• [WORK INSTRUCTIONS]
1 - In the text on Fred Robbins, what did the commission he chaired certify in 1996?
2 - List every year named in the text on Fred Robbins.
3 - Write the next part of the text on Fred Robbins, starting after its final sentence.

━━ PROVIDED TEXT

In 1980, Robbins resigned his deanship to assume the presidency of the Institute of Medicine of the National Academy of Sciences. Chartered by the United States Congress but not a governmental agency, the academy draws together scientists who consider issues of national import and plays a major role in shaping public policy. In 1985 he retired from the Institute of Medicine and returned to Case Western Reserve University as a distinguished University Professor Emeritus.

"Emeritus" is an academic euphemism for retired, but to Fred Robbins it meant nothing of the sort. He maintained an office in the medical school "C" near the main entrance where he could easily confront his colleagues in corridor C; he was on the scene every day. He served on many national and international bodies including several with the Pan American Health Organization.

In 1990 he became Chairman of the PAHO International Commission for the Certification of Poliomyelitis Eradication in the Americas. Unlike the smallpox virus, which is transmitted aerially and causes the only other disease to have been eradicated, poliovirus is excreted into the environment, and it was not sufficient for health officials simply to interrupt transmission by quarantining cases. Thus, in addition to establishing reporting criteria and immunisation goals, the commission had to develop criteria for monitoring viral excretion.

In 1996, coincident with Robbins's 80th birthday, the commission he chaired certified the eradication of poliomyelitis from the Americas. The programme has now been expanded globally, and total eradication is likely to be achieved within the next few years. Mass immunisations using vaccines produced in cultures of the type developed by Enders, Robbins and Weller have made this possible.

━━━━
━━ DATA EXTRACT

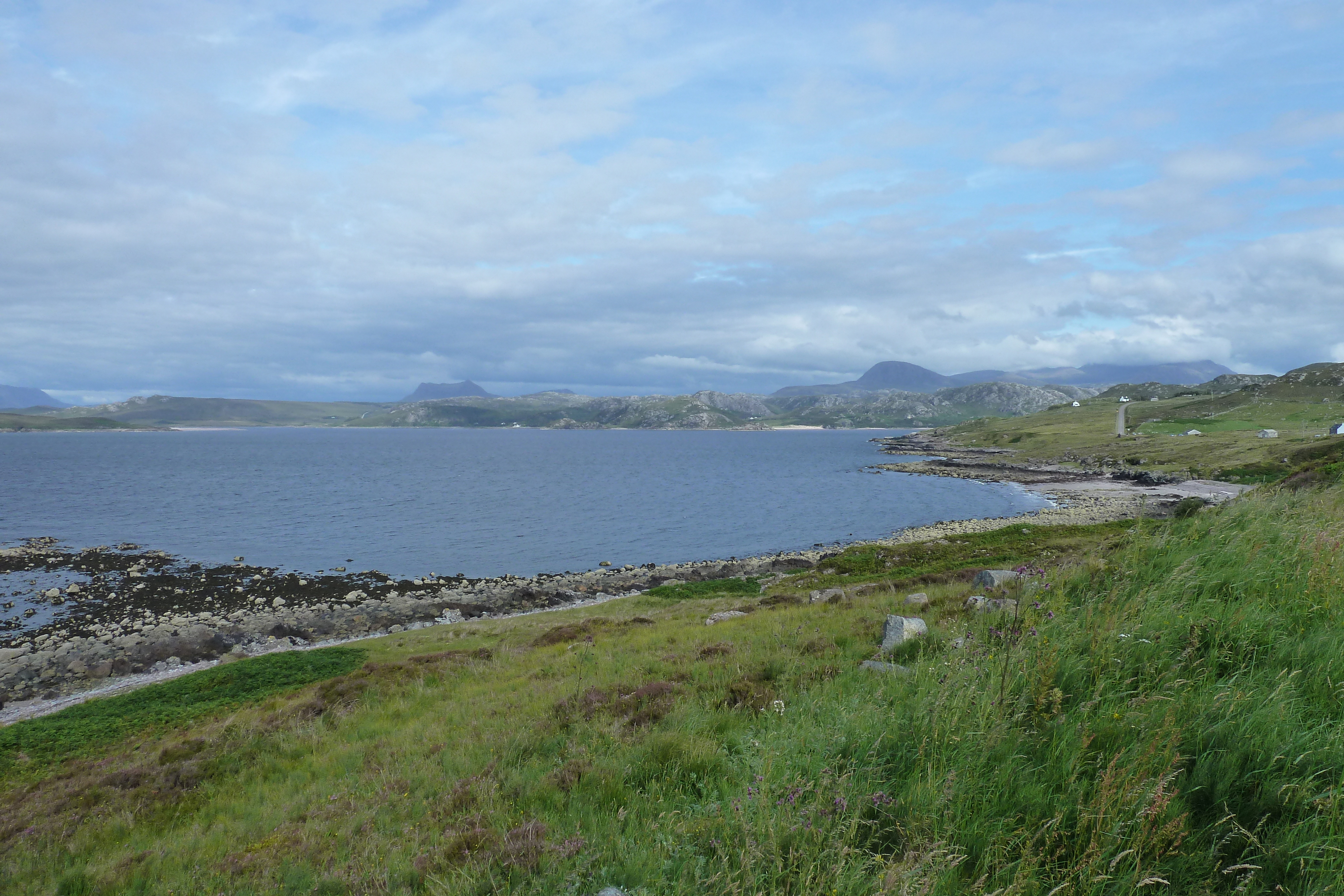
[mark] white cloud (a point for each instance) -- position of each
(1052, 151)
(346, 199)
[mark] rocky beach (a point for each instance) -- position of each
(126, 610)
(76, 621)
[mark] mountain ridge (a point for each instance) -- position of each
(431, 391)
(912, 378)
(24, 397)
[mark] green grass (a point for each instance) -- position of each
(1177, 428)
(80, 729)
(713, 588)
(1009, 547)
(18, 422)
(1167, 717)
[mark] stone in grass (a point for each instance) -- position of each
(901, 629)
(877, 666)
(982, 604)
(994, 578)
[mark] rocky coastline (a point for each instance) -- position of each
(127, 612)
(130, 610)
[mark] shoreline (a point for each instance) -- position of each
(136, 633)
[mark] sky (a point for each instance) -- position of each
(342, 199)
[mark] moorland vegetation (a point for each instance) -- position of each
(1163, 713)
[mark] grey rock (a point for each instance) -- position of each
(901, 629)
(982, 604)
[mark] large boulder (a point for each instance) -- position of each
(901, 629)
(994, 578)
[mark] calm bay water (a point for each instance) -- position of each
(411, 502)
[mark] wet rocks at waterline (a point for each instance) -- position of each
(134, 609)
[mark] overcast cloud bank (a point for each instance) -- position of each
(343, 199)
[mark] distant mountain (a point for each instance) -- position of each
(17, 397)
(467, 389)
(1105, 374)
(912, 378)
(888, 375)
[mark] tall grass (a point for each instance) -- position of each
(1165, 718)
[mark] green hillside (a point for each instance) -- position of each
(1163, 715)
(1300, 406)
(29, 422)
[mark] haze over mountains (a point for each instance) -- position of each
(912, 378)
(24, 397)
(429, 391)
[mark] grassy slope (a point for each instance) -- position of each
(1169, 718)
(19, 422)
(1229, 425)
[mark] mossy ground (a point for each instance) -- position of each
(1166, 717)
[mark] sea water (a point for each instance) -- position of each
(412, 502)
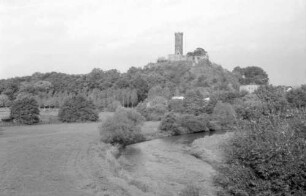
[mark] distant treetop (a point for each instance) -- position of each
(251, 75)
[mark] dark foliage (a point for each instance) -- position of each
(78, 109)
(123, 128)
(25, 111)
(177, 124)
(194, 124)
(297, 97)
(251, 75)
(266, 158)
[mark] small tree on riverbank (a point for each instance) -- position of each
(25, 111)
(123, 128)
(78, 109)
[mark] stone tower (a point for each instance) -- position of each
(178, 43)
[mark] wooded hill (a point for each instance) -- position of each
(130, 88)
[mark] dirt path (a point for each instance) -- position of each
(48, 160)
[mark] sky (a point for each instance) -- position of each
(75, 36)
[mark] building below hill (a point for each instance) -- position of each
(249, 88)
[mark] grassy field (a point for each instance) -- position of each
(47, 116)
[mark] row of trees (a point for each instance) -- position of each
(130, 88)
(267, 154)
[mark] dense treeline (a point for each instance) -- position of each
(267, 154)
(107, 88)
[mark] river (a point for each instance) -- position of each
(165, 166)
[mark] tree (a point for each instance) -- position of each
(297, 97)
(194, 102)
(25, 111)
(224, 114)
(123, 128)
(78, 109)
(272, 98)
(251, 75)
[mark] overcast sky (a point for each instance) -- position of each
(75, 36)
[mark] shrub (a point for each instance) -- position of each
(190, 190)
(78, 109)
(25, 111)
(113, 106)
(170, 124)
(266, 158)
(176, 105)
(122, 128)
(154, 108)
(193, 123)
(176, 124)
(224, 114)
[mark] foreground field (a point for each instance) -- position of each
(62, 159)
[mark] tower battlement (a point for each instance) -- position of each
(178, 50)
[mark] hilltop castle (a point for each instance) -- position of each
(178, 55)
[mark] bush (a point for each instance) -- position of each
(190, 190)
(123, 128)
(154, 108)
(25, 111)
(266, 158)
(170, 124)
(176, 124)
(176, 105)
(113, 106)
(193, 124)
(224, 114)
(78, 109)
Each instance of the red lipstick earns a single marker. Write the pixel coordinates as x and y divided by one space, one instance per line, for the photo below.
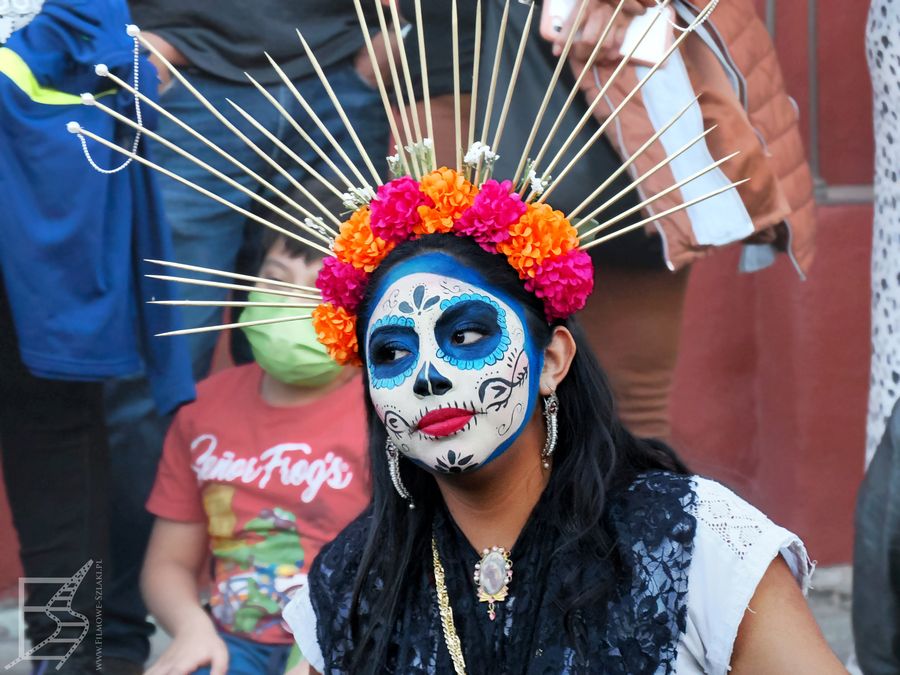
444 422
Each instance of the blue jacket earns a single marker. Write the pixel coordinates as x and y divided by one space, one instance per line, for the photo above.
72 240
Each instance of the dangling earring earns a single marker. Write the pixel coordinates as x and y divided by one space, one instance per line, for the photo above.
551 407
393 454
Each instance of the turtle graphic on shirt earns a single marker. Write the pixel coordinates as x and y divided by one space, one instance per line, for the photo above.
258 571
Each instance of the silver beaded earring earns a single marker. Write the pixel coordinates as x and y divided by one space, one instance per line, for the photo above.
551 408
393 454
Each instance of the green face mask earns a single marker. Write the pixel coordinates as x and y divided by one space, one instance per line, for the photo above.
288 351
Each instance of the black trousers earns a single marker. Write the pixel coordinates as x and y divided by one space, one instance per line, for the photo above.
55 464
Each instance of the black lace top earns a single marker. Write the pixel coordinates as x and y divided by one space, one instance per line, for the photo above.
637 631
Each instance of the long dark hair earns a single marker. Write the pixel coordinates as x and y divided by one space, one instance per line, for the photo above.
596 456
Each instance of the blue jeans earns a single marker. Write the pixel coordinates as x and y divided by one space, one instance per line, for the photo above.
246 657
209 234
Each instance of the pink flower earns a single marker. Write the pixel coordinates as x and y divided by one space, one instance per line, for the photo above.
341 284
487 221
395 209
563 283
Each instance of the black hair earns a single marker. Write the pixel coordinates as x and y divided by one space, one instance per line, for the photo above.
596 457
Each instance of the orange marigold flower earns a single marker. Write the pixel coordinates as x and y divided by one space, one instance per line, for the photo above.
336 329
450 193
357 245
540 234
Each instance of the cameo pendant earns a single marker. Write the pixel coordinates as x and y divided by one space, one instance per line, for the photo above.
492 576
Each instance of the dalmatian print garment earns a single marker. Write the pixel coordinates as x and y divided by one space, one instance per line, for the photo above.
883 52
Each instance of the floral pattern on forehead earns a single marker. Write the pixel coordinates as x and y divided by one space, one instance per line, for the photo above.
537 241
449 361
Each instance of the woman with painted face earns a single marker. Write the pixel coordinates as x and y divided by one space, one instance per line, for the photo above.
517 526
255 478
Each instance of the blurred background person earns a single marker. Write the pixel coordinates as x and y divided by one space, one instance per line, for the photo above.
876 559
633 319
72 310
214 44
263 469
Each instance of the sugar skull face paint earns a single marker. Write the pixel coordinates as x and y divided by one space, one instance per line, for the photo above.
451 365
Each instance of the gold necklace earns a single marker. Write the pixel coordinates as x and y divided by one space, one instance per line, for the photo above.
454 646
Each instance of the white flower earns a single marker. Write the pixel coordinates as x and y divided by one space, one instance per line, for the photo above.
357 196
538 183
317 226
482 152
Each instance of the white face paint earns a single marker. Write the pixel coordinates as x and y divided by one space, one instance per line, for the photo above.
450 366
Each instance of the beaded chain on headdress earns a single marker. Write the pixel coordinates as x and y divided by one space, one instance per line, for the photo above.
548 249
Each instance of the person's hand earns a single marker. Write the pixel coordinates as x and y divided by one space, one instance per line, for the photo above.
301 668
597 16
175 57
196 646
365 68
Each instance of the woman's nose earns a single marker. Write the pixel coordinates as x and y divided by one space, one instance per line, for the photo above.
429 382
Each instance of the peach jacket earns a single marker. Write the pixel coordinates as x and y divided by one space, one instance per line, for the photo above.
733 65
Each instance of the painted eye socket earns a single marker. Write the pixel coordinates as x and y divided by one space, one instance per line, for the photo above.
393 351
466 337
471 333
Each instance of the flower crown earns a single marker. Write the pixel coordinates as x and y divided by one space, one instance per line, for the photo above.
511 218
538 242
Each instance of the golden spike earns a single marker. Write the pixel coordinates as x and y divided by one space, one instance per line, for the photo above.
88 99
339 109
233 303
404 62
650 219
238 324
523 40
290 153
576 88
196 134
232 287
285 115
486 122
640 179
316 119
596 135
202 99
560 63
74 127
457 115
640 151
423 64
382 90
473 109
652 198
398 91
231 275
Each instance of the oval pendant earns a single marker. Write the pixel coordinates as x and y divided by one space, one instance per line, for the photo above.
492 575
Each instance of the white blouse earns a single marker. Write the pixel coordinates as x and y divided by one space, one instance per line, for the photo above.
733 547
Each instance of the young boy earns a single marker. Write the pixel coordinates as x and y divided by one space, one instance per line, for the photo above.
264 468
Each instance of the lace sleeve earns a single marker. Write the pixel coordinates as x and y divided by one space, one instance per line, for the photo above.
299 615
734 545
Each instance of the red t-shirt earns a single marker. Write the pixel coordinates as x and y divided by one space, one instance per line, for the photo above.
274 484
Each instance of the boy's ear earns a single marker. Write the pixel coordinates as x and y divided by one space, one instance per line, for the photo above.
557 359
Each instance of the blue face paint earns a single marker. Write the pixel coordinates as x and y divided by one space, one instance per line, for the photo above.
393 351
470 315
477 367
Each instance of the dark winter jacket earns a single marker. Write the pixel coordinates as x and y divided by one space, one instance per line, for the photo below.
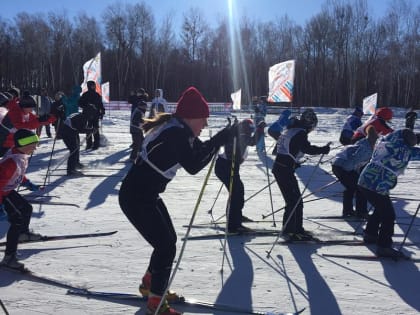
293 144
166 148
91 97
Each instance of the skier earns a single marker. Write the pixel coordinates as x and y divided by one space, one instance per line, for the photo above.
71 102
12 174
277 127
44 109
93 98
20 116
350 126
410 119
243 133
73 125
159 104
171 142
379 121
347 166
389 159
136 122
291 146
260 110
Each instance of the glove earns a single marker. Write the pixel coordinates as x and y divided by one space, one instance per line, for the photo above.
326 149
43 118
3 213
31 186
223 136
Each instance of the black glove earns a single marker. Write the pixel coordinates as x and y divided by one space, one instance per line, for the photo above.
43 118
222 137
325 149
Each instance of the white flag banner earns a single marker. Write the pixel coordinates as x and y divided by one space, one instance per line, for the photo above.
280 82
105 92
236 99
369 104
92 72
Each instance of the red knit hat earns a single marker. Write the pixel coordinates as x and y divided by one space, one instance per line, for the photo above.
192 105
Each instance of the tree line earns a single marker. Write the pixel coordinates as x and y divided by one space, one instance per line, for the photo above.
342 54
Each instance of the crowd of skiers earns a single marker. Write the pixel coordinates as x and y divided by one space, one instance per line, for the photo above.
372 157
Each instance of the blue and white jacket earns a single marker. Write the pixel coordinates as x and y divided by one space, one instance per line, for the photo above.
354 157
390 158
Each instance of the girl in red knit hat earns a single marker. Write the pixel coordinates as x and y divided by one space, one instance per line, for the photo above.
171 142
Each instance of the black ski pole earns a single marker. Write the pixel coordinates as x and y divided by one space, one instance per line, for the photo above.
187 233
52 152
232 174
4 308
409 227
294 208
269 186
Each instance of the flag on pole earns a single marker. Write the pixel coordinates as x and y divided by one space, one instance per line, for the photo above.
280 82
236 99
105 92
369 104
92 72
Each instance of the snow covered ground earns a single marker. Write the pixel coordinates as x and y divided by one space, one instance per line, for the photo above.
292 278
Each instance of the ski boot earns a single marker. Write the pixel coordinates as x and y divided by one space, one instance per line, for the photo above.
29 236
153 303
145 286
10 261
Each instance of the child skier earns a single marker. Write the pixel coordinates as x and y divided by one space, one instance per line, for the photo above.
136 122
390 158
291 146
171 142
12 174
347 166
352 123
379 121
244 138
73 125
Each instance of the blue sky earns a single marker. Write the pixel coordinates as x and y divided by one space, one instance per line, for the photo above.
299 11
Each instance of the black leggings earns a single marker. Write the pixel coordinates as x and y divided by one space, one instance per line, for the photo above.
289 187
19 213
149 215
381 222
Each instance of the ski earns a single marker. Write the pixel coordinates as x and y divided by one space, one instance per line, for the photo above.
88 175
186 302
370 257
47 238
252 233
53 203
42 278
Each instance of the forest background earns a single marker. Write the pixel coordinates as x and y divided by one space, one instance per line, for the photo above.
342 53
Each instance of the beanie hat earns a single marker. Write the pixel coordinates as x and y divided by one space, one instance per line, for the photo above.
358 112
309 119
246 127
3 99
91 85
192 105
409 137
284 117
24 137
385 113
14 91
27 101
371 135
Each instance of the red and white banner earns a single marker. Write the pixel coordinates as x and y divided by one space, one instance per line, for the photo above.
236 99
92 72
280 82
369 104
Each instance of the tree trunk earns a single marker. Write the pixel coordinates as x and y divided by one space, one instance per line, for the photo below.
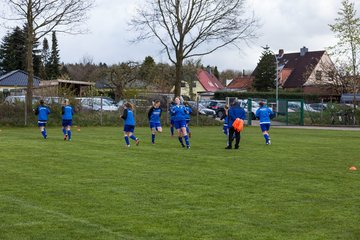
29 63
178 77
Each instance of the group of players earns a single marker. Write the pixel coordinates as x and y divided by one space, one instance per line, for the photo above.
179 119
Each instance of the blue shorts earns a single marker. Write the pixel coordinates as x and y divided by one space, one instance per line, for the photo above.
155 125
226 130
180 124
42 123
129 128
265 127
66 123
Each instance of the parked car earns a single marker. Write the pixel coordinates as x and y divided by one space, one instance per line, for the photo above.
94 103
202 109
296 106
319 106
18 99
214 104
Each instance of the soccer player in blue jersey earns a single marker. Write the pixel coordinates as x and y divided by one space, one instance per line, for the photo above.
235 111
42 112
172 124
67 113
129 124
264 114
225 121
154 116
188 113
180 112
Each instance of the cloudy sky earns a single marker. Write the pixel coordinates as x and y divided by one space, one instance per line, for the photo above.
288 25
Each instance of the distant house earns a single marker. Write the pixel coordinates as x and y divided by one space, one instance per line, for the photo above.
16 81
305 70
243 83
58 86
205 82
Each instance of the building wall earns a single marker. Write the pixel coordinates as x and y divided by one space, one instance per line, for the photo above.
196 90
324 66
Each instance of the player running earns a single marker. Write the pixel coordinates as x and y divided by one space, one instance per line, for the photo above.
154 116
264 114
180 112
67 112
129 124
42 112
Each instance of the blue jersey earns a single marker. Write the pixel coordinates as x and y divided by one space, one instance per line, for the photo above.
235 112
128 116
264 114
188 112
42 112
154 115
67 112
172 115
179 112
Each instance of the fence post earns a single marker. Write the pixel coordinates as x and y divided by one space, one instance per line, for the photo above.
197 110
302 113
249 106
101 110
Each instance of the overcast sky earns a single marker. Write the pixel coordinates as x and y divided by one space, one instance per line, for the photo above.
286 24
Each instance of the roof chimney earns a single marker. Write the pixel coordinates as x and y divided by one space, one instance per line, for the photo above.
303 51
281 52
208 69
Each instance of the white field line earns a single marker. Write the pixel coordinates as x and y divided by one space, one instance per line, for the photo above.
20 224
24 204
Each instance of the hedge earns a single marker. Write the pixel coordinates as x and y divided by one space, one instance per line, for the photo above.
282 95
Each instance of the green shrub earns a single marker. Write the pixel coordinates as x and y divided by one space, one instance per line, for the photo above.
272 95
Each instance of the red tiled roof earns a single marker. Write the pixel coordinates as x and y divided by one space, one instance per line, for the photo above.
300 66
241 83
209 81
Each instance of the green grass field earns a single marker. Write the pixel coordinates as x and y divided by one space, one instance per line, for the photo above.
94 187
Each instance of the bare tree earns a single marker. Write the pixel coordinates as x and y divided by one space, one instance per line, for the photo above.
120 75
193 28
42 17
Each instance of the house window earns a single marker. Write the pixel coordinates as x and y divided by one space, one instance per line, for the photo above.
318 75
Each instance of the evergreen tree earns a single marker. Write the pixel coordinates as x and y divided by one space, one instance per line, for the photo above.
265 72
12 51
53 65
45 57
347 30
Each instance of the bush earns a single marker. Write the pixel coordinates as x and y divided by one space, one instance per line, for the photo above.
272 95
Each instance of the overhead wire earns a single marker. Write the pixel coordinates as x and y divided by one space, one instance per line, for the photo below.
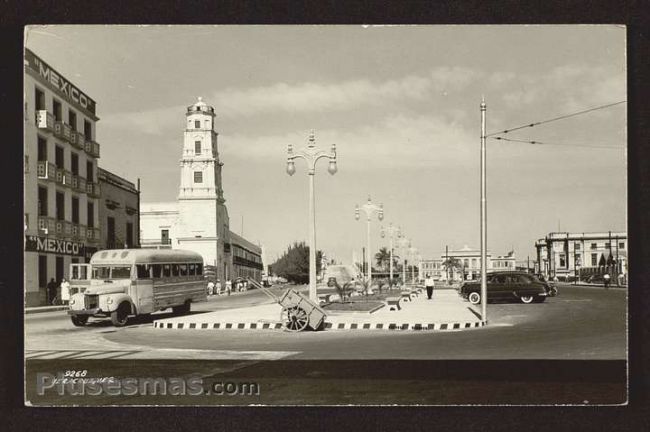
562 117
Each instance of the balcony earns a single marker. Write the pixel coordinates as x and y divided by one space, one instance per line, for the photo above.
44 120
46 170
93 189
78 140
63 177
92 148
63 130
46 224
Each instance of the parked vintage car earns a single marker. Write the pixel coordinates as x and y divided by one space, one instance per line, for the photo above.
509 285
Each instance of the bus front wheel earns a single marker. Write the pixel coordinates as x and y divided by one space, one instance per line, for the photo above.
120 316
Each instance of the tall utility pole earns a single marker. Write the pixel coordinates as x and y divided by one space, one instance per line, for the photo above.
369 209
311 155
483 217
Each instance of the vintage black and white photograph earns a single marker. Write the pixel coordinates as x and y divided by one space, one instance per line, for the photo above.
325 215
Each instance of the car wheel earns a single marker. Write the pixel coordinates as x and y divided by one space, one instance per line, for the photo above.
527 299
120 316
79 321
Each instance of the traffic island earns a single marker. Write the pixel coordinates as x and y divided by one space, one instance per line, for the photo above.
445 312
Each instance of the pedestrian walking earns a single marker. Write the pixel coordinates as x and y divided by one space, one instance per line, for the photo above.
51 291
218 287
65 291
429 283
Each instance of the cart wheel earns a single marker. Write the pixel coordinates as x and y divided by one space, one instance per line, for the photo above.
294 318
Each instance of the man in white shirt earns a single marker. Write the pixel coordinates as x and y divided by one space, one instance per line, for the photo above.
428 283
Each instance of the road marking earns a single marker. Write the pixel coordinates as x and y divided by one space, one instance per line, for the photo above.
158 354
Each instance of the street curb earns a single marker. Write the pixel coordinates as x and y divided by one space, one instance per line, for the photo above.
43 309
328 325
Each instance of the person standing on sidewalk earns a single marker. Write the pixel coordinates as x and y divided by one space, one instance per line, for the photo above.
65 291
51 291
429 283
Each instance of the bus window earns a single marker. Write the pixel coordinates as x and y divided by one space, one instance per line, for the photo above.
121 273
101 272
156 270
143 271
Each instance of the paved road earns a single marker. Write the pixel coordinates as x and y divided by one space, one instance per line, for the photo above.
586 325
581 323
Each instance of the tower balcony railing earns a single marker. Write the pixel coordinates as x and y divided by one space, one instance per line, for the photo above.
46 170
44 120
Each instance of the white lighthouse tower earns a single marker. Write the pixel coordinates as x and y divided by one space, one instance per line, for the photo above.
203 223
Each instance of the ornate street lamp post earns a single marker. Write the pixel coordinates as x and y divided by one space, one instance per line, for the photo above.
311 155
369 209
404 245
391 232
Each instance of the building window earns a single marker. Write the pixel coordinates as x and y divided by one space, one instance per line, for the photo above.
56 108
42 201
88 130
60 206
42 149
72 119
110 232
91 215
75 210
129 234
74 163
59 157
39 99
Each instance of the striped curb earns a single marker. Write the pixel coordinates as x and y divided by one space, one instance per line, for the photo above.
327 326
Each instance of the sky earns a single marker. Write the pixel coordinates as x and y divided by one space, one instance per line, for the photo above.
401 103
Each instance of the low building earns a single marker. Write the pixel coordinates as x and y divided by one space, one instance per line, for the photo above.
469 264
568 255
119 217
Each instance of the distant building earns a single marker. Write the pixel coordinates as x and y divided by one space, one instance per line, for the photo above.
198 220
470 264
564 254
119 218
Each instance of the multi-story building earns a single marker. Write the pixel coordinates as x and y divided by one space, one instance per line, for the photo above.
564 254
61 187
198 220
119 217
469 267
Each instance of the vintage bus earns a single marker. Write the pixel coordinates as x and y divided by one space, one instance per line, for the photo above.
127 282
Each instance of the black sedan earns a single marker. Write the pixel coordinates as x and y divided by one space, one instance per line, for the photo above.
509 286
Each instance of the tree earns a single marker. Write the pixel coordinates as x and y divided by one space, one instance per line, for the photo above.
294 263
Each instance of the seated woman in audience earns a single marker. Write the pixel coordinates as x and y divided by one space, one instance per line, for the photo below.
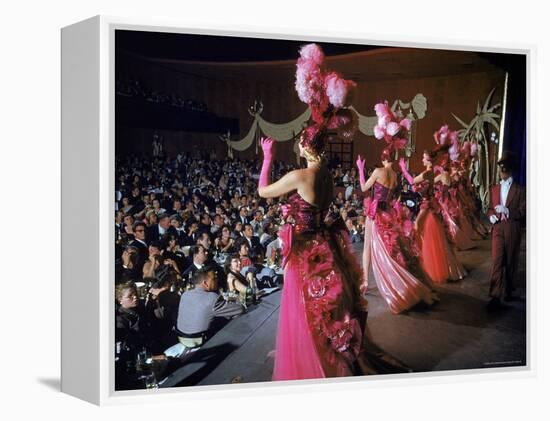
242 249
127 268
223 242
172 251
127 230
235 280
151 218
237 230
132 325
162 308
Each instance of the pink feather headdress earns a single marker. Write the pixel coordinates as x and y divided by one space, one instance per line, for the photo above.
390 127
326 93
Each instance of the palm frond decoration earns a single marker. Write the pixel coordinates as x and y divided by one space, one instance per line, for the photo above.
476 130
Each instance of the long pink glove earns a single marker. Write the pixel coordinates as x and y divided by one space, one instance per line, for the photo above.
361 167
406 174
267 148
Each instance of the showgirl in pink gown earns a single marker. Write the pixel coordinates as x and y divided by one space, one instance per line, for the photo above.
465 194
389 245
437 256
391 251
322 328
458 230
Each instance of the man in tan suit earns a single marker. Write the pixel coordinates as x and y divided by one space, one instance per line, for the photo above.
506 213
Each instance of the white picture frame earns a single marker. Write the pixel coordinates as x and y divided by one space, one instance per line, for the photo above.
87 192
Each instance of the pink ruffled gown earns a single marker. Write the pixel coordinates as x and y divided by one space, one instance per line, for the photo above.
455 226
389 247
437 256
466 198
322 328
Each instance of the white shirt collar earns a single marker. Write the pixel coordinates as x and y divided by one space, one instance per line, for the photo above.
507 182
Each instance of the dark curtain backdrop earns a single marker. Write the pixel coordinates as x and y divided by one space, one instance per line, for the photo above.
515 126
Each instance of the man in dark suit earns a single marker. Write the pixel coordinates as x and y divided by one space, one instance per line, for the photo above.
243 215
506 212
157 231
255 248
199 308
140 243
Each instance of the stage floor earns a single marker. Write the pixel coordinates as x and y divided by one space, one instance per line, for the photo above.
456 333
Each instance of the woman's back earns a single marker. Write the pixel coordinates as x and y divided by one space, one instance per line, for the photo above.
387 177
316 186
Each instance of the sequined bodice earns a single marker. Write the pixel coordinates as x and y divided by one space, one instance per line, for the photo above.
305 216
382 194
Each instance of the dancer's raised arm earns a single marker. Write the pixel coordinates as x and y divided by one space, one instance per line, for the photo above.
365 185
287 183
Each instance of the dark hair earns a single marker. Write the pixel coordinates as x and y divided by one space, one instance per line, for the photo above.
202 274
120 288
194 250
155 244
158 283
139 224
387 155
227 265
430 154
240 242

━━━━

• [ANSWERS FOR THIS EXERCISE]
1 - It certified the eradication of poliomyelitis from the Americas.

2 - 1980, 1985, 1990, 1996

3 -
As the 20th century approached its end, Aids became the viral disease at centre-stage, and Robbins became increasingly concerned about this new plague. In 1987 the United States National Institutes of Health announced a competition for awards under a new programme to establish international collaborations for Aids research. Robbins saw the announcement and recruited three of his faculty colleagues to join him in traveling to Kampala, Uganda.

Thus was born a multidisciplinary collaboration between Case Western Reserve University and Makerere University in Kampala that continues to the present, now much expanded, focusing on Aids and tuberculosis. The collaboration uses offices at Mulago Hospital that were formerly used by the British Medical Research Council for its studies of the treatment of tuberculosis. Robbins made many trips to Uganda, and both in Cleveland and in Kampala his leadership was continually felt.

In 1990 Robbins convinced the Case Western Reserve School of Medicine to establish a Center for Adolescent Health, and in 1992 he became the Director. The activities of this centre focus primarily upon the under-served adolescent children of Cleveland's inner-city neighbourhoods.

In addition to the Nobel Prize, Robbins received many honours, awards and honorary degrees, including the first Mead Johnson Award in 1953, the Kimble Methodology Research Award in 1954, the Ohio Governor's Award in 1971, the Abraham Flexner Award of the American Association of Medical Colleges in 1987, and the Benjamin Franklin Medal of the American Philosophical Society in 1999. At Case Western Reserve University the east wing of the medical school was named the Frederick C. Robbins Building in 2002. The Frederick C. Robbins Professorship in Child and Adolescent Health was endowed by gifts from his friends in 2002, and the Frederick C. Robbins Traveling Fellowship for medical students pursuing international electives in 2000.

Fred Robbins was a kind and modest person, an inspiring leader, a person whose sharp mind never ceased generating ideas; a wise mentor, a revered teacher and a friend of and advocate for the children of the world. "Come ye, let us go up to the mountain . . . and he will teach us his ways and we will walk in his paths" (Isaiah ii,3). Robbins stood at the top of his mountain; he never failed to teach us or lead us in his paths.